* TEXT EXCERPT:

======

CL: Recent findings from clinical trials evaluating T-cell engagers in mainly ‘cold’ tumours, such as prostate cancer (REGN5678) or small cell lung cancer (Tarlatamab), have shown that ‘cold’ tumours can be made hotter through the activation of T-cells, leading to tumour eradication that meaningfully improves patient prognosis. Following this paradigm, we at CDR-Life believe that the same is achievable in other cancer types, such as non-small cell lung cancer, bladder, squamous head and neck, colorectal, gastric and triple-negative breast cancers, by targeting antigens which are presented as peptides on the surface of cancer cells in an MHC-restricted manner.
RA: Could you discuss the TCR T-cell target MAGE-A4 and what discoveries could be made by targeting this protein?
CL: MAGE-A4 is an intracellular protein that is specifically expressed in cancer cells. MAGE-A4 is known to be highly expressed in several common cancer types including subtypes of non-small cell lung cancer, head & neck, gastric, ovarian and bladder cancers. At CDR-Life, we are developing a highly potent and specific T-cell engager (called CDR404) which uniquely has two binders targeted against a MAGE-A4 peptide presented on MHC with the promise of delivering a highly effective and selective, off-the-shelf, immunotherapy to patients with MAGE-A4 expressing common solid cancers.
RA: What kind of T-cell response can we expect from the MHC-targeting antibody fragment-based approach?

======

* SET OF TASKS:
**1)** In the interview excerpt on T-cell engagers, why does CDR-Life believe that non-small cell lung, bladder and other cancers can be treated by targeting MHC-presented peptides? Answer in one to three sentences.
**2)** Reproduce part of the interview excerpt on T-cell engagers word for word, beginning at the words "CL: MAGE-A4 is" and stopping after the words "antibody fragment-based approach?".
**3)** Carry the interview excerpt on T-cell engagers forward from the point where it stops.

(Dataset entries)

======

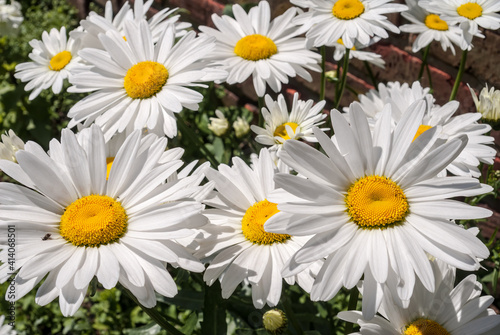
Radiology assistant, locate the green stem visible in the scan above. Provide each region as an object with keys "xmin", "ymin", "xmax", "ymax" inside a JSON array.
[
  {"xmin": 450, "ymin": 49, "xmax": 468, "ymax": 101},
  {"xmin": 281, "ymin": 288, "xmax": 304, "ymax": 335},
  {"xmin": 417, "ymin": 43, "xmax": 431, "ymax": 81},
  {"xmin": 363, "ymin": 61, "xmax": 377, "ymax": 89},
  {"xmin": 258, "ymin": 97, "xmax": 265, "ymax": 128},
  {"xmin": 201, "ymin": 280, "xmax": 227, "ymax": 335},
  {"xmin": 344, "ymin": 286, "xmax": 359, "ymax": 335},
  {"xmin": 319, "ymin": 46, "xmax": 326, "ymax": 101},
  {"xmin": 121, "ymin": 286, "xmax": 184, "ymax": 335},
  {"xmin": 335, "ymin": 48, "xmax": 351, "ymax": 109},
  {"xmin": 177, "ymin": 117, "xmax": 219, "ymax": 168}
]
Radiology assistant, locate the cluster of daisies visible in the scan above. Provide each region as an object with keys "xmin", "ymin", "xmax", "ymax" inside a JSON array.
[{"xmin": 0, "ymin": 0, "xmax": 500, "ymax": 335}]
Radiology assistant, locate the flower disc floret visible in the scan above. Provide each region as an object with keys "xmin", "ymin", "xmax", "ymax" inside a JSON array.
[
  {"xmin": 234, "ymin": 34, "xmax": 278, "ymax": 61},
  {"xmin": 412, "ymin": 124, "xmax": 432, "ymax": 142},
  {"xmin": 457, "ymin": 2, "xmax": 483, "ymax": 20},
  {"xmin": 59, "ymin": 194, "xmax": 128, "ymax": 247},
  {"xmin": 403, "ymin": 319, "xmax": 450, "ymax": 335},
  {"xmin": 345, "ymin": 175, "xmax": 409, "ymax": 229},
  {"xmin": 274, "ymin": 122, "xmax": 299, "ymax": 140},
  {"xmin": 124, "ymin": 61, "xmax": 168, "ymax": 99},
  {"xmin": 49, "ymin": 50, "xmax": 73, "ymax": 71},
  {"xmin": 332, "ymin": 0, "xmax": 365, "ymax": 20},
  {"xmin": 425, "ymin": 14, "xmax": 449, "ymax": 31},
  {"xmin": 241, "ymin": 200, "xmax": 291, "ymax": 245}
]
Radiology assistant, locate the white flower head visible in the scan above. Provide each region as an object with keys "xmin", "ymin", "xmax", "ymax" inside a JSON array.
[
  {"xmin": 0, "ymin": 0, "xmax": 24, "ymax": 36},
  {"xmin": 233, "ymin": 116, "xmax": 250, "ymax": 138},
  {"xmin": 346, "ymin": 82, "xmax": 496, "ymax": 177},
  {"xmin": 0, "ymin": 129, "xmax": 24, "ymax": 162},
  {"xmin": 14, "ymin": 27, "xmax": 80, "ymax": 100},
  {"xmin": 419, "ymin": 0, "xmax": 500, "ymax": 50},
  {"xmin": 290, "ymin": 0, "xmax": 408, "ymax": 49},
  {"xmin": 68, "ymin": 20, "xmax": 224, "ymax": 139},
  {"xmin": 71, "ymin": 0, "xmax": 191, "ymax": 50},
  {"xmin": 200, "ymin": 1, "xmax": 321, "ymax": 97},
  {"xmin": 338, "ymin": 260, "xmax": 500, "ymax": 335},
  {"xmin": 469, "ymin": 85, "xmax": 500, "ymax": 122},
  {"xmin": 195, "ymin": 149, "xmax": 319, "ymax": 308},
  {"xmin": 251, "ymin": 93, "xmax": 328, "ymax": 150},
  {"xmin": 264, "ymin": 101, "xmax": 492, "ymax": 319},
  {"xmin": 0, "ymin": 125, "xmax": 206, "ymax": 316},
  {"xmin": 208, "ymin": 109, "xmax": 229, "ymax": 136},
  {"xmin": 399, "ymin": 0, "xmax": 464, "ymax": 54}
]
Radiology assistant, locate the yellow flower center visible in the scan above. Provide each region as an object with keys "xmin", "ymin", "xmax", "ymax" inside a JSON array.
[
  {"xmin": 412, "ymin": 124, "xmax": 432, "ymax": 142},
  {"xmin": 337, "ymin": 38, "xmax": 356, "ymax": 50},
  {"xmin": 106, "ymin": 157, "xmax": 115, "ymax": 180},
  {"xmin": 234, "ymin": 34, "xmax": 278, "ymax": 61},
  {"xmin": 241, "ymin": 200, "xmax": 291, "ymax": 244},
  {"xmin": 59, "ymin": 194, "xmax": 128, "ymax": 247},
  {"xmin": 49, "ymin": 50, "xmax": 72, "ymax": 71},
  {"xmin": 332, "ymin": 0, "xmax": 365, "ymax": 20},
  {"xmin": 457, "ymin": 2, "xmax": 483, "ymax": 20},
  {"xmin": 274, "ymin": 122, "xmax": 299, "ymax": 140},
  {"xmin": 425, "ymin": 14, "xmax": 448, "ymax": 31},
  {"xmin": 403, "ymin": 319, "xmax": 450, "ymax": 335},
  {"xmin": 345, "ymin": 176, "xmax": 409, "ymax": 229},
  {"xmin": 124, "ymin": 61, "xmax": 168, "ymax": 99}
]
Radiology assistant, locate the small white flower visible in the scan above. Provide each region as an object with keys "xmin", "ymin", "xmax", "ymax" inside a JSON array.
[
  {"xmin": 399, "ymin": 0, "xmax": 464, "ymax": 54},
  {"xmin": 290, "ymin": 0, "xmax": 408, "ymax": 49},
  {"xmin": 208, "ymin": 109, "xmax": 229, "ymax": 136},
  {"xmin": 14, "ymin": 27, "xmax": 80, "ymax": 100},
  {"xmin": 0, "ymin": 129, "xmax": 24, "ymax": 162},
  {"xmin": 0, "ymin": 0, "xmax": 24, "ymax": 36},
  {"xmin": 469, "ymin": 85, "xmax": 500, "ymax": 122},
  {"xmin": 233, "ymin": 116, "xmax": 250, "ymax": 138},
  {"xmin": 200, "ymin": 1, "xmax": 321, "ymax": 97},
  {"xmin": 419, "ymin": 0, "xmax": 500, "ymax": 49},
  {"xmin": 338, "ymin": 260, "xmax": 500, "ymax": 335}
]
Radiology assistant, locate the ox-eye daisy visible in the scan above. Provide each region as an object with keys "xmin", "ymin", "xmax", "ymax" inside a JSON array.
[
  {"xmin": 399, "ymin": 0, "xmax": 464, "ymax": 54},
  {"xmin": 339, "ymin": 260, "xmax": 500, "ymax": 335},
  {"xmin": 251, "ymin": 93, "xmax": 327, "ymax": 150},
  {"xmin": 200, "ymin": 1, "xmax": 321, "ymax": 97},
  {"xmin": 0, "ymin": 126, "xmax": 206, "ymax": 316},
  {"xmin": 291, "ymin": 0, "xmax": 408, "ymax": 49},
  {"xmin": 195, "ymin": 149, "xmax": 319, "ymax": 308},
  {"xmin": 347, "ymin": 81, "xmax": 496, "ymax": 177},
  {"xmin": 14, "ymin": 27, "xmax": 80, "ymax": 100},
  {"xmin": 265, "ymin": 101, "xmax": 491, "ymax": 319},
  {"xmin": 419, "ymin": 0, "xmax": 500, "ymax": 49},
  {"xmin": 68, "ymin": 20, "xmax": 223, "ymax": 139},
  {"xmin": 71, "ymin": 0, "xmax": 191, "ymax": 50}
]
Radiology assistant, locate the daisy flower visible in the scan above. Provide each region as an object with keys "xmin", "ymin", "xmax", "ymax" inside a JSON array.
[
  {"xmin": 0, "ymin": 125, "xmax": 206, "ymax": 316},
  {"xmin": 251, "ymin": 93, "xmax": 328, "ymax": 150},
  {"xmin": 195, "ymin": 149, "xmax": 319, "ymax": 308},
  {"xmin": 14, "ymin": 27, "xmax": 80, "ymax": 100},
  {"xmin": 399, "ymin": 0, "xmax": 464, "ymax": 54},
  {"xmin": 199, "ymin": 1, "xmax": 321, "ymax": 97},
  {"xmin": 290, "ymin": 0, "xmax": 408, "ymax": 49},
  {"xmin": 0, "ymin": 129, "xmax": 24, "ymax": 162},
  {"xmin": 71, "ymin": 0, "xmax": 191, "ymax": 50},
  {"xmin": 338, "ymin": 260, "xmax": 500, "ymax": 335},
  {"xmin": 332, "ymin": 38, "xmax": 385, "ymax": 69},
  {"xmin": 347, "ymin": 82, "xmax": 496, "ymax": 177},
  {"xmin": 264, "ymin": 101, "xmax": 492, "ymax": 319},
  {"xmin": 68, "ymin": 20, "xmax": 220, "ymax": 139},
  {"xmin": 419, "ymin": 0, "xmax": 500, "ymax": 49}
]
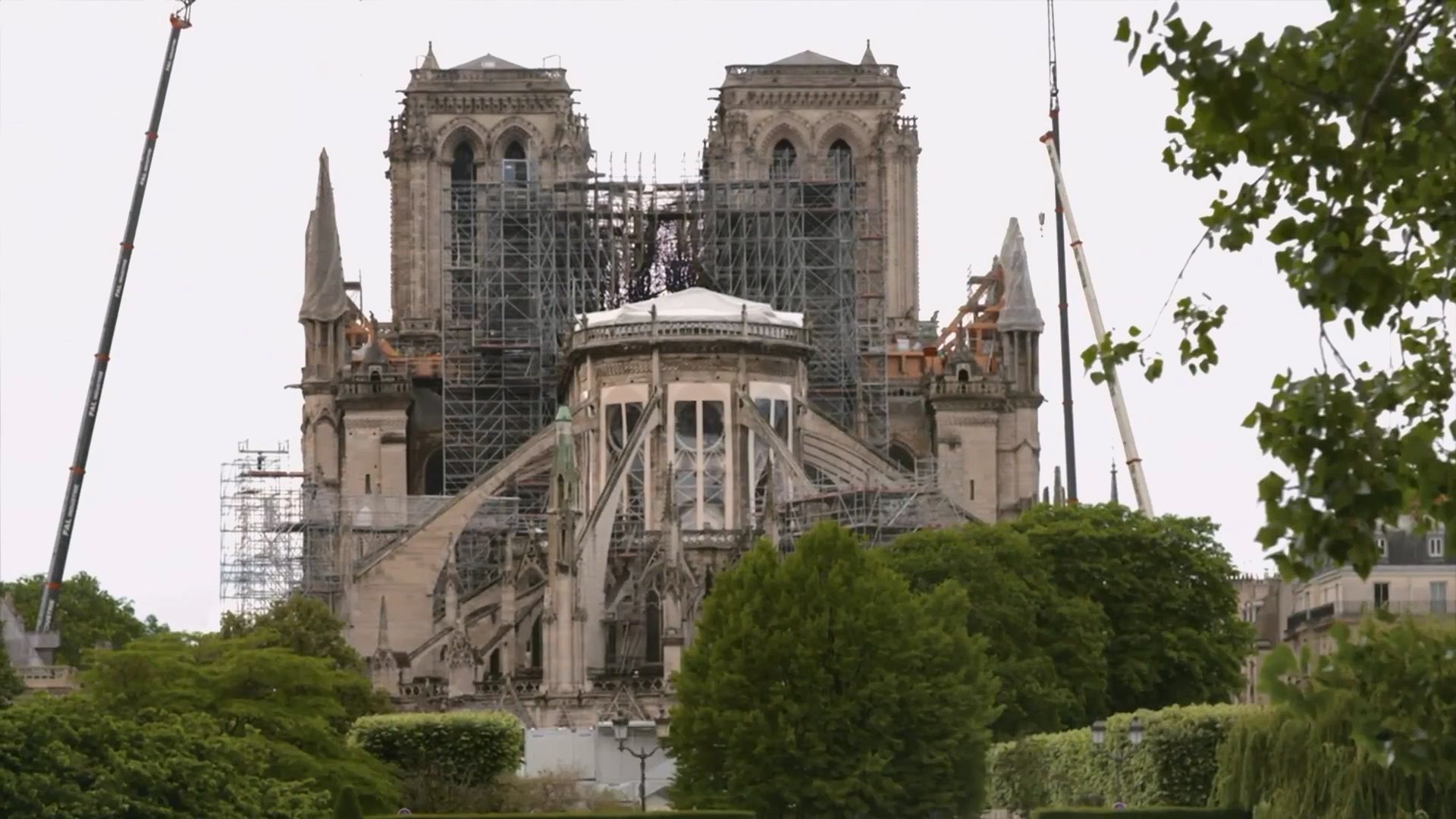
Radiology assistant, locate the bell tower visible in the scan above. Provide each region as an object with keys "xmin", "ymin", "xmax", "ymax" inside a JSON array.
[
  {"xmin": 384, "ymin": 46, "xmax": 592, "ymax": 344},
  {"xmin": 703, "ymin": 41, "xmax": 920, "ymax": 338}
]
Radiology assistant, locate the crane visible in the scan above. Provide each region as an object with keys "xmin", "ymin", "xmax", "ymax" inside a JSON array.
[
  {"xmin": 1046, "ymin": 0, "xmax": 1078, "ymax": 506},
  {"xmin": 35, "ymin": 0, "xmax": 196, "ymax": 632},
  {"xmin": 1041, "ymin": 131, "xmax": 1153, "ymax": 517}
]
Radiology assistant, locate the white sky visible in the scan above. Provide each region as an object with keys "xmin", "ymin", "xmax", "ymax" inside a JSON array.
[{"xmin": 0, "ymin": 0, "xmax": 1351, "ymax": 628}]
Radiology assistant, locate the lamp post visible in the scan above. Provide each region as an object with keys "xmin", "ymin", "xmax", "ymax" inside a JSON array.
[
  {"xmin": 611, "ymin": 711, "xmax": 668, "ymax": 813},
  {"xmin": 1092, "ymin": 717, "xmax": 1143, "ymax": 802}
]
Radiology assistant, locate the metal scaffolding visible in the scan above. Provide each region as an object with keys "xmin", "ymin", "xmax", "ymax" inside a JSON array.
[
  {"xmin": 441, "ymin": 160, "xmax": 890, "ymax": 495},
  {"xmin": 785, "ymin": 457, "xmax": 967, "ymax": 547},
  {"xmin": 220, "ymin": 441, "xmax": 304, "ymax": 615}
]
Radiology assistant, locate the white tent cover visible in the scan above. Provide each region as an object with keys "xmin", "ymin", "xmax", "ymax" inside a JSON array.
[{"xmin": 576, "ymin": 287, "xmax": 804, "ymax": 329}]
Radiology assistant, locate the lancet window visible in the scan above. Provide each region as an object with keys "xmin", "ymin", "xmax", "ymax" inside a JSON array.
[
  {"xmin": 673, "ymin": 400, "xmax": 728, "ymax": 529},
  {"xmin": 450, "ymin": 140, "xmax": 476, "ymax": 267}
]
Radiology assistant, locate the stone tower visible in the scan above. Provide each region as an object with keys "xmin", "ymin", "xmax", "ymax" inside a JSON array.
[
  {"xmin": 384, "ymin": 46, "xmax": 592, "ymax": 344},
  {"xmin": 703, "ymin": 41, "xmax": 920, "ymax": 334},
  {"xmin": 299, "ymin": 152, "xmax": 354, "ymax": 490},
  {"xmin": 927, "ymin": 218, "xmax": 1044, "ymax": 520}
]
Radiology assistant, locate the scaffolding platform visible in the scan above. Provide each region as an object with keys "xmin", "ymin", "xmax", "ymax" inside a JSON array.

======

* RESULTS OF THE TASKS:
**1)** Clinical trials of T-cell engagers in mainly "cold" tumors, such as prostate cancer (REGN5678) and small cell lung cancer (Tarlatamab), showed that activating T-cells can make these tumors hotter and eradicate them, meaningfully improving patient prognosis. Following this paradigm, CDR-Life believes the same is achievable in other cancer types by targeting antigens presented as peptides on cancer cells in an MHC-restricted manner.

**2)**
CL: MAGE-A4 is an intracellular protein that is specifically expressed in cancer cells. MAGE-A4 is known to be highly expressed in several common cancer types including subtypes of non-small cell lung cancer, head & neck, gastric, ovarian and bladder cancers. At CDR-Life, we are developing a highly potent and specific T-cell engager (called CDR404) which uniquely has two binders targeted against a MAGE-A4 peptide presented on MHC with the promise of delivering a highly effective and selective, off-the-shelf, immunotherapy to patients with MAGE-A4 expressing common solid cancers.
RA: What kind of T-cell response can we expect from the MHC-targeting antibody fragment-based approach?

**3)**
CL: The use of antibody fragments enables us to target MHC-peptides in a far more specific manner than has previously been achieved with earlier antibody approaches, which have been plagued by off-target activity. By adding an affinity-optimised CD3 binding moiety, these bispecific molecules result in a highly tumour-targeted T-cell response that leads to the killing of cancer cells. These antibody fragments are modular, so we can piece them together to create the optimal format that is most potent in terms of cancer cell elimination.
At CDR-Life, we believe that our antibody-based, modular, T-cell engager platform, which is directed against MHC-peptide targets, has excellent drug properties and is potentially superior to the soluble TCR-based T-cell engagers that are currently in clinical development.
RA: In terms of developing antibodies directed against MHC, are there any manufacturing and engineering challenges?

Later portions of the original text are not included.